▶ **Data for processing**
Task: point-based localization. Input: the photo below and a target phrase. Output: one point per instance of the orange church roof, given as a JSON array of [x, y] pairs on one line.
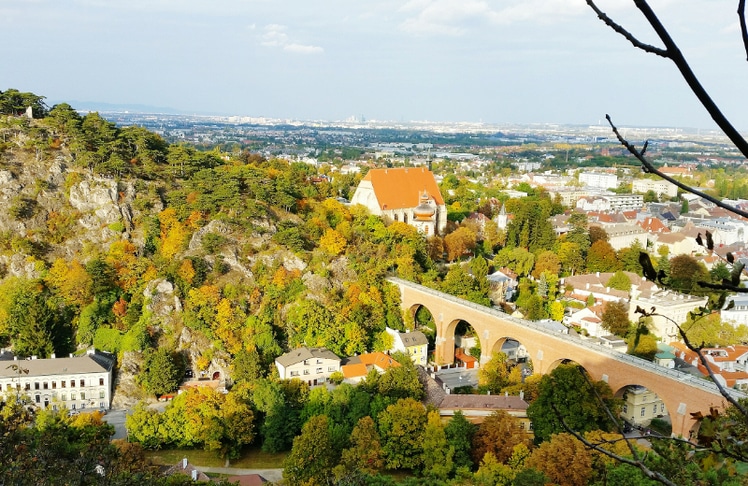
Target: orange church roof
[[401, 187]]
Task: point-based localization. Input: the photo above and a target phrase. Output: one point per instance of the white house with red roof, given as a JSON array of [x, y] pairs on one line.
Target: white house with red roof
[[407, 194]]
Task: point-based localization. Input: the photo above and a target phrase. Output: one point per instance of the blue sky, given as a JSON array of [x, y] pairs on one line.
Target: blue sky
[[502, 61]]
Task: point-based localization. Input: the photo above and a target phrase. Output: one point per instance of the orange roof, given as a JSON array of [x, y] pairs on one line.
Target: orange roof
[[354, 370], [401, 187], [379, 359], [465, 358]]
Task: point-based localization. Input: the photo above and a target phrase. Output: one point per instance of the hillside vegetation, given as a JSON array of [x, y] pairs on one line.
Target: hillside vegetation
[[114, 238]]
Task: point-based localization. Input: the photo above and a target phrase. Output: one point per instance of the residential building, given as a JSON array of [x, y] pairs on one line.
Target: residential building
[[736, 310], [312, 365], [74, 383], [413, 343], [356, 368], [728, 364], [641, 405], [660, 187], [406, 194], [476, 408], [598, 179]]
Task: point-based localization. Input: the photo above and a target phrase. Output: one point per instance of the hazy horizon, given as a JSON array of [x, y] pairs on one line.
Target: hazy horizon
[[450, 61]]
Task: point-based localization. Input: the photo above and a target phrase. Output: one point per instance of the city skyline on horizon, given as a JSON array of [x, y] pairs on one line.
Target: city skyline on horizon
[[444, 61]]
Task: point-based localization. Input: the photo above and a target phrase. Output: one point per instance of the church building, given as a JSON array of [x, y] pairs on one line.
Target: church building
[[407, 194]]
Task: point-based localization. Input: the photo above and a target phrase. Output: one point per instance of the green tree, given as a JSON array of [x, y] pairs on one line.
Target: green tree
[[615, 318], [602, 258], [161, 372], [401, 427], [568, 394], [438, 454], [312, 456], [459, 432], [494, 375], [365, 452]]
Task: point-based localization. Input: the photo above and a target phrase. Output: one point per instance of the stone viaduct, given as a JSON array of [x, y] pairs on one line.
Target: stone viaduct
[[682, 393]]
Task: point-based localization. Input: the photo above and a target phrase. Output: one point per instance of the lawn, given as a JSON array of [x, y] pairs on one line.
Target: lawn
[[252, 458]]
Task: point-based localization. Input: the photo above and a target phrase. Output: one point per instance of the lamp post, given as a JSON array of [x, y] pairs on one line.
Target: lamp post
[[19, 370]]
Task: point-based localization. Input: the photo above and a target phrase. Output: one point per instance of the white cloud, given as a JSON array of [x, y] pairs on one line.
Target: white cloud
[[274, 35], [458, 17]]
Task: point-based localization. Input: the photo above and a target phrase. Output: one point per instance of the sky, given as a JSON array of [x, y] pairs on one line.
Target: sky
[[500, 61]]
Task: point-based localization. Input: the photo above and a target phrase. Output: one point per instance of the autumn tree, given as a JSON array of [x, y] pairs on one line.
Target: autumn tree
[[401, 427], [602, 258], [312, 456], [494, 375], [459, 242], [567, 394], [563, 459], [615, 318], [365, 452]]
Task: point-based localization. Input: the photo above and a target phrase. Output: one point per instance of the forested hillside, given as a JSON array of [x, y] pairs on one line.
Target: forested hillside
[[116, 239]]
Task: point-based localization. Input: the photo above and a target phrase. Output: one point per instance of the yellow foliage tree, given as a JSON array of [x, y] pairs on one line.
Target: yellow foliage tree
[[332, 242], [71, 281]]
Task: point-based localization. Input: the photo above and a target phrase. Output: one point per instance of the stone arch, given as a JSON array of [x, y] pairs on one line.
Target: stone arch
[[452, 340], [555, 364], [419, 313]]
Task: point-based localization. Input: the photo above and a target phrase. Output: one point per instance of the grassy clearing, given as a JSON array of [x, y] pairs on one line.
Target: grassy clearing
[[252, 458]]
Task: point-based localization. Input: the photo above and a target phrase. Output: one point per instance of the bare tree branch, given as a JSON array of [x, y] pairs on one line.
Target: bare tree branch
[[672, 52], [698, 350], [625, 33], [650, 169], [743, 27]]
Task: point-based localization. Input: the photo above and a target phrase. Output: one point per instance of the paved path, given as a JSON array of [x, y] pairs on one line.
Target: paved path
[[269, 474]]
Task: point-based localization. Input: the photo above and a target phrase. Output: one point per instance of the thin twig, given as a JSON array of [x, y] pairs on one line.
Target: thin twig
[[672, 52], [650, 169], [743, 27], [625, 33]]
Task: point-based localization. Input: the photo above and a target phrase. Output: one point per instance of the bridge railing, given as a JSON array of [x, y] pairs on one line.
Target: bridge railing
[[703, 383]]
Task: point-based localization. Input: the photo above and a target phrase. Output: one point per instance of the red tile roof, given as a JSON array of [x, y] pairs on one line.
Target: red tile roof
[[401, 187]]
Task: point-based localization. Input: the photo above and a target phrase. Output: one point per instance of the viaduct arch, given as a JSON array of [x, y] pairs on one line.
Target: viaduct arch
[[682, 393]]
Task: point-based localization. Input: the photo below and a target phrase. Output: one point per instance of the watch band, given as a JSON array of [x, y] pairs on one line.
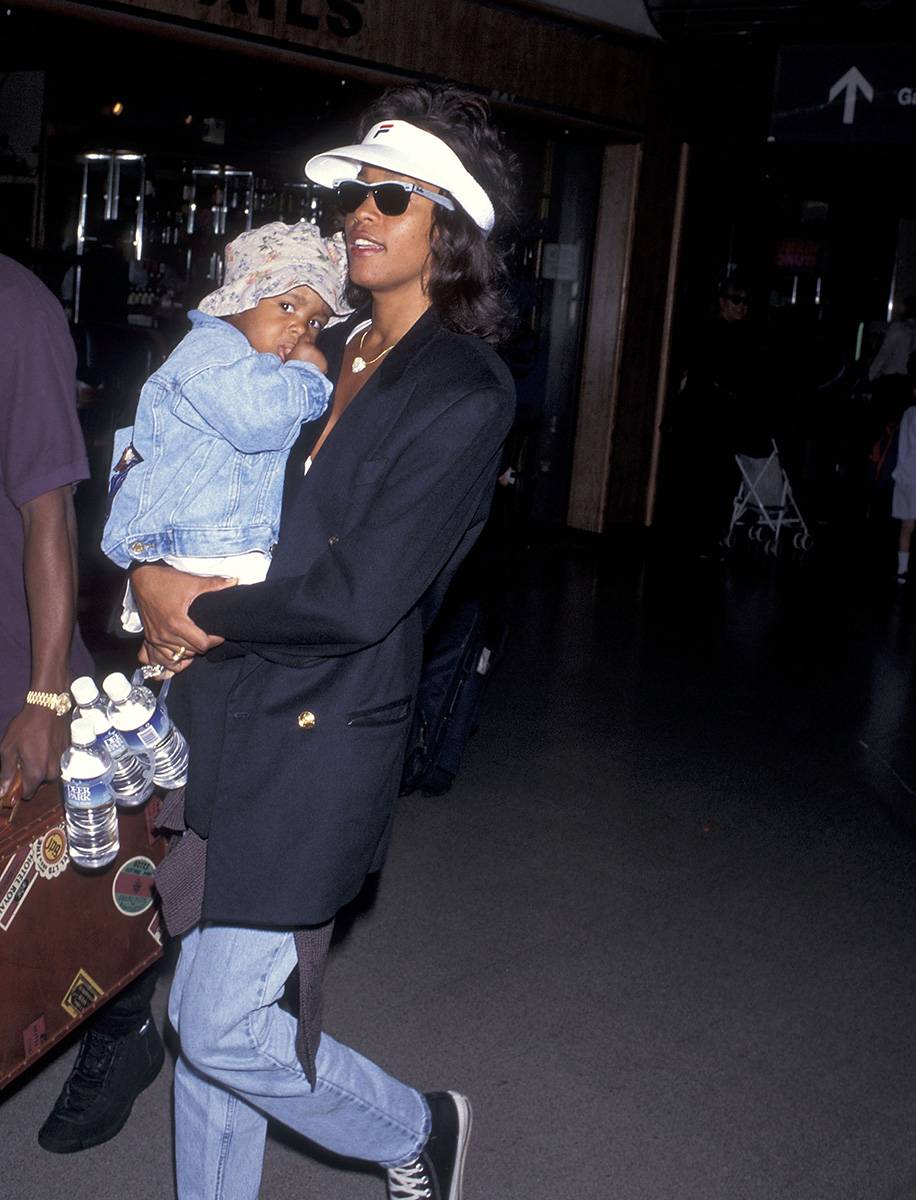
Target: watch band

▶ **Instructions to follow**
Please repeat each record above precisely, with the pictures left out.

▶ **Task response**
Task: point-based localization. Input: the photo below and a target phrase. Output: one point per instance of the orange church roof, given as a JSON array of [x, y] pairs on one line.
Target: orange church roof
[[401, 187]]
Task: point-based localization. Input: the photo above and a target phrase. Output: one point per instance of the white house with red roof, given as a JSON array of [x, y] pairs on one line.
Target: white house with red roof
[[407, 194]]
Task: point-based localization. Input: the photo above and a target phrase. Output: one point per instance of the blue sky, given as a JSON array of [x, y] pairs on one line.
Target: blue sky
[[502, 61]]
Task: point-based localization. Input: the photo above and a target phrase. Output: one point per instance of the orange roof, given as a JSON array of [x, y] pairs on one line.
Target: orange roof
[[354, 370], [401, 187], [379, 359], [465, 358]]
Task: point-based localization. Input: the photo above and a target phrase. Output: one point per instance of the hillside vegetation, given as a JSON array of [x, y] pairs on one line.
Target: hillside vegetation
[[114, 238]]
Task: point-based localization. Input: the photo above and a target phrase. Output: one point per instance of the residential building, given as a JSON array of [x, y] pairs on one line.
Target: residential building
[[736, 310], [312, 365], [74, 383], [413, 343], [356, 368], [728, 364], [641, 405], [660, 187], [406, 194], [476, 408], [598, 179]]
Task: point-based localization. Input: the photo above and a target phrase. Output: one point per instance of the hazy horizon, given as a JSON array of [x, y] pairs on one line.
Target: hazy horizon
[[450, 61]]
Task: point-based localization. Input: the photo above and a target phrase. Output: one point per instance of the city skyline on horizon, given as a JSON array of [x, y] pairs on one line.
Target: city skyline on horizon
[[444, 61]]
Task: point-based localization. Input: the photo above and a target phrase. Output: one point per instance of the church building, given as a JSON array of [x, y] pairs on one line.
Target: church building
[[407, 194]]
Task: point-based localization. Input: the photo above and a target phrase. Output: one point per instance of the green tree, given as a JSON array of [x, y] pairs on one line.
Target: green tree
[[615, 318], [602, 258], [161, 372], [401, 427], [568, 394], [438, 454], [312, 456], [459, 432], [494, 375], [365, 452]]
Task: point-based localization. Input: the photo above and a target phrase. Output: one point per instance of the stone viaduct, given as a JSON array of [x, y] pairs on one line.
Target: stone viaduct
[[682, 393]]
Task: point-based localization. Input: the photo above and a target phrase. Output: one point per instance of the lawn, given as a JSON array of [x, y] pairs on one line.
Target: lawn
[[252, 458]]
Task: point-based localization. Input: the photo above and a target phrase. Output: one point per instance of the lamp post, given as a JSON array of [x, y] pairs on one line.
Target: lamp post
[[19, 370]]
Task: point-based localization. Input: the photo above and a target phrase. Output: one point per instance of the white cloud, given as a JSON array of [x, y] pairs on one line.
Target: white cloud
[[274, 35], [458, 17]]
Task: point-based localization. Input: the photo above and a target phrase. Output: one point per instance of the sky, given as a JSON array of [x, y] pairs on one line.
Target: sky
[[500, 61]]
Task: point-based localization. Input: the photo above and a target phrase. Output: one point per instance of the autumn tree, given as a JSON array of [x, y] pairs on one line.
Target: autumn tree
[[401, 427], [602, 258], [312, 456], [494, 375], [459, 242], [567, 394], [563, 459], [615, 318], [365, 452]]
Task: point-based localization. Input: the photo above and a target phrase. Output: one point per instance of the forested hillside, given as a JSON array of [x, y] pairs on one line.
Target: forested hillside
[[116, 239]]
Task: point-based localization. Input: the photo above and a target phrase. Output: one point per instance of the yellow foliage tree, given as a JSON array of [x, y] pairs on one line.
Target: yellow foliage tree
[[332, 242], [71, 281]]
Task: point-based localization. Input: the photo above and a target phrase. Output: one point per instance of the stone arch, given as a JSON array of [x, y] pairs on one line.
Target: stone arch
[[452, 340], [555, 364], [419, 313]]
Task: point-based localization. Input: the photo above and a target phrase. Output: one point per instance of the grassy clearing, given as a JSON array of [x, y] pairs on one line.
Target: grassy clearing
[[252, 458]]
Task: point-based localization. Input: the photo above and a target phrase. Output: one point per instance of the bare tree branch, given as a JSON array of [x, y] pairs on one line.
Target: bare tree branch
[[672, 52], [698, 350], [625, 33], [650, 169], [743, 27]]
Task: point-based localization. Input: the photo above and a target phrase. Output: one point per instance of the paved path, given as a JSON array of [x, y] pairs on one line.
Target: paved path
[[269, 474]]
Task: point-based localization. Input: the photo above and a target phrase. Output: one point per instance of the thin twig, given as a JSON array of [x, y] pairs on one line.
Target: thin twig
[[672, 52], [650, 169], [743, 27], [625, 33]]
Task: point-based localization. Input: the photo above and a target phrase. Output: one point per instance of the bridge railing, given as a JSON array of [x, y] pairs on one line.
Target: bridge railing
[[703, 383]]
Task: point-based localization. Input: the photo above and a target phrase. Output: one point per instance of the red tile roof, given as a JSON array of [x, y] pairs on one line.
Target: red tile roof
[[401, 187]]
Task: point-based localization. Input: the photo above and a target phrase. Output: one point per instance of the viaduct arch, given as a JSON array of [x, y] pairs on one line.
Target: viaduct arch
[[682, 393]]
Task: point-based localization. Input: the photo below and a target phrase. Output: one point per instance of the watch band, given as a JSON array of [x, y] pairs on one line.
Target: watch band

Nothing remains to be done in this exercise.